### WHAT IS REQUIRED
Without skipping anything, write out each record below exactly.
── DATA LISTING
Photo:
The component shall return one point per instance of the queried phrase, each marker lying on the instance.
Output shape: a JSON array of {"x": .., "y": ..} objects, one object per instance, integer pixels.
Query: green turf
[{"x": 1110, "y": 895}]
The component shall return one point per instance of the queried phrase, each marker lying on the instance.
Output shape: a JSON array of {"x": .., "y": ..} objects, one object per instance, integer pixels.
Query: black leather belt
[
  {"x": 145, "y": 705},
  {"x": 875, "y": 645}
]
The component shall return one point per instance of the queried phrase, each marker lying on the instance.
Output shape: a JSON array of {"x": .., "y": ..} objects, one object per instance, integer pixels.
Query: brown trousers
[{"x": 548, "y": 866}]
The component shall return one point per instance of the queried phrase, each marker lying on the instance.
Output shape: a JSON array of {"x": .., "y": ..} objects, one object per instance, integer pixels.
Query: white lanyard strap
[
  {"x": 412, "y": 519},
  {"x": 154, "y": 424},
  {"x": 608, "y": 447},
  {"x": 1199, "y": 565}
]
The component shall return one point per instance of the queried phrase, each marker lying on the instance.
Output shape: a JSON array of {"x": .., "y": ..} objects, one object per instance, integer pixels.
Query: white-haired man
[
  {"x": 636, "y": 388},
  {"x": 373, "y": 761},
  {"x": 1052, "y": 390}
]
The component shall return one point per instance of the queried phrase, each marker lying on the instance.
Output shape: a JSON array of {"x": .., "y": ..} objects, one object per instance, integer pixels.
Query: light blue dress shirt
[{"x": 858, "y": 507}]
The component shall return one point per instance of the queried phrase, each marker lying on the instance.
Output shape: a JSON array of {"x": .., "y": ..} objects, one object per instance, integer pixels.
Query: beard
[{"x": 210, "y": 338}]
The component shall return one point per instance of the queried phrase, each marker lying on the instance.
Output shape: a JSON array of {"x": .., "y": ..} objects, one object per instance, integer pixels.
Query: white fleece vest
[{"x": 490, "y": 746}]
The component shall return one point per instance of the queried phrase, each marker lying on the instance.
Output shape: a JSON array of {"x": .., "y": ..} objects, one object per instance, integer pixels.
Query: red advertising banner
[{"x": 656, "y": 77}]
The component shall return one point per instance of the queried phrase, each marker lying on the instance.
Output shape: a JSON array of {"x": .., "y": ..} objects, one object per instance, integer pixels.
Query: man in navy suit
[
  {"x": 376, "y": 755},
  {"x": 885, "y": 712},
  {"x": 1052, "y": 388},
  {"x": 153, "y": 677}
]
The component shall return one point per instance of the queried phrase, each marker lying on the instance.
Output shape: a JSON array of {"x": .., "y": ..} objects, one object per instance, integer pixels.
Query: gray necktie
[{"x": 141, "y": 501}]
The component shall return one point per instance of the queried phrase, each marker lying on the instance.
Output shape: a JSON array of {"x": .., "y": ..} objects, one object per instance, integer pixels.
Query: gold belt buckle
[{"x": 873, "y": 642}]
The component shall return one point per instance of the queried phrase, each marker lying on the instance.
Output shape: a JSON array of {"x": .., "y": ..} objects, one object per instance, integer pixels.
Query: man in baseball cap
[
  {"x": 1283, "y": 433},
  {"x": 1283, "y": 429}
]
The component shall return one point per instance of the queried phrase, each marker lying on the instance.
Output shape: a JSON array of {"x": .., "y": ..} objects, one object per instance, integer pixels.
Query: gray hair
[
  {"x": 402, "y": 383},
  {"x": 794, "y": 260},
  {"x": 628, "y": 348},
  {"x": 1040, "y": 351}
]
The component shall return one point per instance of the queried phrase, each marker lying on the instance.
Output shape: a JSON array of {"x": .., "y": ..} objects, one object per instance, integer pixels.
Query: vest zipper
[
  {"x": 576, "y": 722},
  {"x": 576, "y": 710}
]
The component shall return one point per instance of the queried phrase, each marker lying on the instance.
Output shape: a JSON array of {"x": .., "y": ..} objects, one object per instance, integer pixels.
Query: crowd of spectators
────
### EXERCISE ANSWER
Photo:
The component shall return one point per instance of the queried phrase, each marker lying on the instance.
Output shape: a JSON array of {"x": .., "y": ..} objects, one object per instance, integer pixels.
Query: green turf
[{"x": 1110, "y": 895}]
The component shall return one point per instance of the queried phrase, each marker lying on the instance.
Output shape: a JSON array of {"x": .., "y": ..} objects, one object per instance, integer pixels.
Query: black leather belt
[
  {"x": 145, "y": 705},
  {"x": 875, "y": 645}
]
The component shall return one point per instance of the queried phrase, each marker lying on the instance.
Output shape: a JSON array of {"x": .., "y": ..} objects, one object per instance, integer pixels.
Query: brown trousers
[{"x": 548, "y": 866}]
The component shall return one point per instance of the queried phrase, each marker lying on the instance.
Output shape: a JSON array of {"x": .., "y": ..} objects, one object per instance, integer pixels.
Query: white lanyard strap
[
  {"x": 412, "y": 519},
  {"x": 154, "y": 424},
  {"x": 608, "y": 447},
  {"x": 1199, "y": 565}
]
The component shall return one point per instance of the queried phrase, each marker lying on the instance.
Output shape: a JSON array of {"x": .., "y": ..} objects, one object per instance, integer pixels.
Query: white-haired man
[
  {"x": 636, "y": 388},
  {"x": 373, "y": 761},
  {"x": 1052, "y": 390}
]
The component shall return one point per instance of the queried phrase, each marker lying on the instance.
Output shape: a JSON array of {"x": .., "y": ..} objects, one object per instance, integer pixels.
Query: light blue dress shirt
[{"x": 858, "y": 507}]
The component shall return one point per instance of the queried phrase, each marker lying on the instance.
Output shape: a JSON array of {"x": .., "y": ..} objects, one object per instance, integer pixels.
Query: beard
[{"x": 210, "y": 338}]
The component shall return one point per instance of the queried phrase, each marker lying on the instance.
Output shape: a JSON array of {"x": .., "y": ..} objects, one object per instance, integer pixels.
Query: white fleece vest
[{"x": 490, "y": 746}]
The component shall return one point per instance of the queried phrase, each marker lying on the instance.
Output shape: a JSON array of {"x": .., "y": ..} objects, one object per instance, integer pixels.
Query: red advertising banner
[{"x": 656, "y": 77}]
The component shall return one point per instance of the queried phrase, each marker lying on the instance.
Output shape: a JSON array of {"x": .., "y": ..} objects, one object per instance, integer pixels.
Query: man in navy suit
[
  {"x": 376, "y": 755},
  {"x": 885, "y": 712},
  {"x": 1052, "y": 388},
  {"x": 153, "y": 677}
]
The component shall return one point per instance of the queried phrase, each marker lying on the instance.
Output shape: a JSON array of {"x": .., "y": ..} objects, one object per instance, integer pixels.
Query: gray necktie
[{"x": 141, "y": 501}]
The component shall return one point per instance of the queried phrase, each marker lying on the instance.
Output shape: a JSON array of {"x": .., "y": ..} objects, one object per instance, integer pixels.
Query: gold belt buckle
[{"x": 873, "y": 642}]
The component shall return one point per instance of the queried phrase, each marker lying on the instance.
Output shape: a JSON array of {"x": .., "y": ..} objects, one object per instance, integer pixels.
Query: man in baseball cap
[
  {"x": 1283, "y": 433},
  {"x": 1283, "y": 429}
]
The component shall return one point per instance of the queried phrase, each marker lying on the instance.
Output shape: a JSON array of {"x": .., "y": ..} objects, one object per instance, integer pixels.
Query: gray hair
[
  {"x": 402, "y": 383},
  {"x": 794, "y": 260},
  {"x": 628, "y": 348},
  {"x": 1040, "y": 351}
]
The component shall return one point per instance of the queried phrase, each marker lying on the instance.
Output shape: a JSON array of {"x": .., "y": ..} objects, one object per instance, integer pixels.
Query: vest zipper
[
  {"x": 576, "y": 722},
  {"x": 576, "y": 710}
]
The component shall return one point per instance of the queried phrase, each marker lying on the instance.
Output shape: a JSON array of {"x": .., "y": ..} objects, one object per instance, integer pixels.
Query: crowd of spectators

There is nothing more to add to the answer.